** WORK ITEM **
Summarize the passage on Dunningen in three sentences.

** PASSAGE TO READ **
···
After the Principal Decree of the Imperial Deputation in 1803, the village became part of Württemberg and was integrated into the newly created city district of Rottweil.

Dunningen Castle, which was built in the 11th century, has disappeared completely.

In the course of the administrative reform that took place in Baden-Wurttemberg in the seventies, the municipalities of Lackendorf and Seedorf were incorporated into Dunningen, on 1 August 1972 and 1 January 1974 respectively.

In earlier times, Seedorf was administrated by the imperial city of Rottweil and was handed over to the city of Oberndorf after mediation in the course of the Principal Decree of the Imperial Deputation. After the latter was resolved in 1938, the village was passed over to the district of Rottweil.

=== Religion ===
Even after the Reformation, Dunningen remained Roman Catholic. Up to today, only the church congregation of St. Martin possesses a catholic pastorate. The few Protestant inhabitants are incorporated into the Protestant church parish of the neighbouring village of Eschbronn.

=== Educational institutions ===
Dunningen offers several types of secondary school (Realschule) and a primary school located in Seedorf. Grammar schools (Gymnasium) can be attended in Schramberg and Rottweil, while each of the three municipalities has its own kindergarten. The so-called "Dunninger Forum" is an adult education institution that also operates in the area.

Furthermore, there is a music school and an art school for children and teenagers in Dunningen.
···
** COLLECTED DATA **
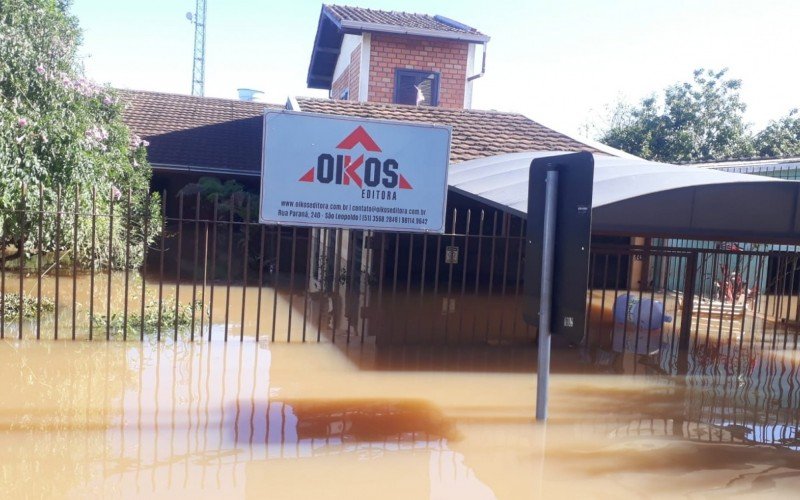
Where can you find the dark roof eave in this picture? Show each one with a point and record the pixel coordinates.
···
** SOLUTION TO THIS EXERCISE **
Dunningen Castle, built in the 11th century, has completely disappeared, and during Baden-Württemberg's administrative reform in the seventies, Lackendorf and Seedorf were incorporated into Dunningen on 1 August 1972 and 1 January 1974. Dunningen remained Roman Catholic after the Reformation, with the St. Martin congregation holding the only Catholic pastorate, while its few Protestant inhabitants belong to the Protestant parish of neighboring Eschbronn. Dunningen has several types of secondary school, a primary school in Seedorf, a kindergarten in each of the three municipalities, the "Dunninger Forum" for adult education, and music and art schools for children and teenagers, while grammar schools are available in Schramberg and Rottweil.